О двух лицах из состава населения еврейских комнат хочется мне вспомнить особо. О Ярове я уже говорил. Теперь расскажу коротко о профессоре Вейнберге и о литераторе Леопольде Михайловиче Рейсфельде.
Жалкое и любопытное явление представлял собою 60-летний старик профессор Вейнберг, маленький, сморщенный, неопрятный, небритый, со струпьями на глазах, окруженных красными веками, одетый в короткую рваную, грязную бельгийскую шинелку и в деревянные, лагерного изделия башмаки на слабых, больных ногах. Когда-то он учился в хедере, экстерном сдал экзамены на аттестат зрелости, окончил Берлинский университет и сначала состоял доцентом в Гисенском университете, а потом был назначен профессором и ректором высшей еврейской теологической школы в Берлине, готовившей образованных раввинов. Вейнберг считал себя учеником неокантианца Эрмана Когена, которого знал лично и которым восхищался как «величайшим философом Германии». Как и почему он стал советским гражданином, не могу сказать. Если и спрашивал об этом Вейнберга, то забыл. По-русски он говорил прилично, но небезукоризненно.

> [ЗАДАНИЯ ДЛЯ ВЫПОЛНЕНИЯ]:
• A. Изложите предоставленный фрагмент в двух предложениях.
• B. Продолжите предоставленный фрагмент о профессоре Вейнберге с того места, на котором он заканчивается.

> [ЗАФИКСИРОВАННЫЕ СВЕДЕНИЯ]:
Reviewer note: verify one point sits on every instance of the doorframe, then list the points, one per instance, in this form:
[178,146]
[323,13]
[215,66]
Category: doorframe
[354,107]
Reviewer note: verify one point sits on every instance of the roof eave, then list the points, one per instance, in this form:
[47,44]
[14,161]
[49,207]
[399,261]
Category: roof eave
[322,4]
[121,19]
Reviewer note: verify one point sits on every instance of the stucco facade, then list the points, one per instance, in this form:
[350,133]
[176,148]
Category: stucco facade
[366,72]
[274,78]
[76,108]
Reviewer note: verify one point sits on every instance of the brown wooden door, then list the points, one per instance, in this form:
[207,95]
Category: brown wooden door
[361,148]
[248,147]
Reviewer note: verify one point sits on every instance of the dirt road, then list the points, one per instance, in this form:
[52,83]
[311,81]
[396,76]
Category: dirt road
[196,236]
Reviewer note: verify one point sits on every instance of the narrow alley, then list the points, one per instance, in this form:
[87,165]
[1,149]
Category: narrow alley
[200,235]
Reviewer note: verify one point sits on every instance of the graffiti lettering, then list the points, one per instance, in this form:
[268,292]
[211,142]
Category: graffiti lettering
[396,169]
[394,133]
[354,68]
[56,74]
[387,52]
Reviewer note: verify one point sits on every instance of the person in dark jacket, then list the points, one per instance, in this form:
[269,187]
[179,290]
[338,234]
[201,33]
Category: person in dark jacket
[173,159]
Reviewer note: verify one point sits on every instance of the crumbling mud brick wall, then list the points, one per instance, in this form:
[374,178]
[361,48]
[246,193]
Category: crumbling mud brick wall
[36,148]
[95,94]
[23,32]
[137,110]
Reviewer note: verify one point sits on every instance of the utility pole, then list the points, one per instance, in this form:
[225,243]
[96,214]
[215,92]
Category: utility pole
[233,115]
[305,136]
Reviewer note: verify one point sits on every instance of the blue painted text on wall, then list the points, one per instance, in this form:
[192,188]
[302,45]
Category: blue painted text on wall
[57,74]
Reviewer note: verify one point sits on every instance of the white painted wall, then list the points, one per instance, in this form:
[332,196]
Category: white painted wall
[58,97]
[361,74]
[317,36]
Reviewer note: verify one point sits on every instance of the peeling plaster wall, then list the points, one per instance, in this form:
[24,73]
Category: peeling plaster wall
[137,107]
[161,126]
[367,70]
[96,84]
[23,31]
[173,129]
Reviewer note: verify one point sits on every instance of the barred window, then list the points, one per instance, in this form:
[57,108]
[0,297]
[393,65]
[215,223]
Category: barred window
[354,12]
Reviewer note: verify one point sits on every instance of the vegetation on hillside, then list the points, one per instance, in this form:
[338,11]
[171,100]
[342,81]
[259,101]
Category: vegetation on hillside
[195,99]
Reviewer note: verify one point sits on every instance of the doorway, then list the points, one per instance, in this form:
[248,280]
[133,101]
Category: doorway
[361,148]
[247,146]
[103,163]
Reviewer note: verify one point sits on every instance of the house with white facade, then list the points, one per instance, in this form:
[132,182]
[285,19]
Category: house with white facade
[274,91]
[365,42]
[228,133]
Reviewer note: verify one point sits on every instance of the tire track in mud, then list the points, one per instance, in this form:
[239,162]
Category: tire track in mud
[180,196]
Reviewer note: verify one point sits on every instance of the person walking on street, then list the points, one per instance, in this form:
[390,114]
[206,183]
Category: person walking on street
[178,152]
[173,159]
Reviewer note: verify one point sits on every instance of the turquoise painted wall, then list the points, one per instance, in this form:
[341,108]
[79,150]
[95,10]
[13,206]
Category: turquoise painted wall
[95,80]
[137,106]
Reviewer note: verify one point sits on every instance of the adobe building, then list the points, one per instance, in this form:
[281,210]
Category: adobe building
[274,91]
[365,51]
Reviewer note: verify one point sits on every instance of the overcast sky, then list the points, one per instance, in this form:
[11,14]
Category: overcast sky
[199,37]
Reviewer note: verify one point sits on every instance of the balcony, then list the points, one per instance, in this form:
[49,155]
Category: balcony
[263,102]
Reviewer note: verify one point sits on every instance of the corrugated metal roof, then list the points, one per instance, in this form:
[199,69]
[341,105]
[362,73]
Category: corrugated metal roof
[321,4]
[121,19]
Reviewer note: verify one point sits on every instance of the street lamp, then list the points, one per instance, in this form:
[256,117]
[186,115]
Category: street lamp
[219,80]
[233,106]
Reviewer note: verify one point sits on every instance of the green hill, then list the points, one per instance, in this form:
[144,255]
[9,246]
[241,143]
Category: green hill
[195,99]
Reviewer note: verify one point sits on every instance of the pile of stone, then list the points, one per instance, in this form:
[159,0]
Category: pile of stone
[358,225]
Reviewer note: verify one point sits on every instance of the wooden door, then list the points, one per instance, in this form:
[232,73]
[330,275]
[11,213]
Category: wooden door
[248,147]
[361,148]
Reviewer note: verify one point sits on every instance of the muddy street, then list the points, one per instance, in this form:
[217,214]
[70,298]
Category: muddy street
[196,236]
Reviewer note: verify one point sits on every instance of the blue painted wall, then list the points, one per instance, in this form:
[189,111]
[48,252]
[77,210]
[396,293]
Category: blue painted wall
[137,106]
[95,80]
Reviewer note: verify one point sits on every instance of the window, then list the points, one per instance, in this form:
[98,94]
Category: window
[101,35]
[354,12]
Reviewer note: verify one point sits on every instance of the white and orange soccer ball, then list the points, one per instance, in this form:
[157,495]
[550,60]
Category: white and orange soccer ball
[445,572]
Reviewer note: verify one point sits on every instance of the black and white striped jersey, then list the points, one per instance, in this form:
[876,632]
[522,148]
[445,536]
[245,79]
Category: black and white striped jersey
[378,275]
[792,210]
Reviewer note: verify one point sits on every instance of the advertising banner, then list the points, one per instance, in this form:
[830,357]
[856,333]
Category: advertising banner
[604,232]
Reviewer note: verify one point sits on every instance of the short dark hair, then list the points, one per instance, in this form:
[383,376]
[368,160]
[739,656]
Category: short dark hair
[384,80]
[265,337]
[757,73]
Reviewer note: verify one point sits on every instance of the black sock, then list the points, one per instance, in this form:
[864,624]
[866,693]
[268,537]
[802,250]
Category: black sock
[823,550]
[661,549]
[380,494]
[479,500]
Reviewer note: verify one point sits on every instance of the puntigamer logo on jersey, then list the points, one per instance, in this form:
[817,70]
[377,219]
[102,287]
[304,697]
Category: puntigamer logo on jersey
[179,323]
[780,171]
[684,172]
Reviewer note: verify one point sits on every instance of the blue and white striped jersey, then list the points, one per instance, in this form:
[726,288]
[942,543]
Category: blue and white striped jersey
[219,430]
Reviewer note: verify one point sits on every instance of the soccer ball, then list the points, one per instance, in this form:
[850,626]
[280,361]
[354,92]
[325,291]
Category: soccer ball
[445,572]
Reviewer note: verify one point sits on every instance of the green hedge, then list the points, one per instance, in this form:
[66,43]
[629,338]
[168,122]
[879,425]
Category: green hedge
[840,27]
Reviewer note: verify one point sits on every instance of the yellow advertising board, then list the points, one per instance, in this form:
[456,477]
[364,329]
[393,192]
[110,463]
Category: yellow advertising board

> [ОТВЕТЫ ПО ПОРЯДКУ]:
• A. Рассказчик намерен особо вспомнить двух обитателей еврейских комнат: профессора Вейнберга и литератора Леопольда Михайловича Рейсфельда. Шестидесятилетний Вейнберг, жалкий и неопрятный на вид, окончил Берлинский университет, был доцентом в Гисенском университете, затем профессором и ректором высшей еврейской теологической школы в Берлине и считал себя учеником неокантианца Эрмана Когена.

• B.
В лагере к жалкому, замкнутому и нелюдимому старику относились как к посмешищу, и когда, бывало, он утром, опаздывая на аппель, спешил, урод уродом, на свое место, из построившейся уже длинной двойной шеренги интернированных раздавались громкие смешки и острые словечки по его адресу. Старик, по-видимому, этого не замечал: или ему изменял слух, или он был слишком умен, чтобы реагировать на насмешки.
Между тем это был единственный человек в лагере, с которым можно было говорить на философские темы. Несколько раз, гуляя с Вейнбергом по огромному двору замка, мы обсуждали с ним эти темы. Я изложил ему свои сомнения в истинности духовно-монистического мировоззрения Л. Н. Толстого. Вейнберг с величайшим уважением относился к Толстому, но его взгляд на взаимоотношения духовного и телесного начала в человеке был вполне своеобразен. Для меня были ценны рассуждения Вейнберга об отношении иудаизма к проблеме духа и тела.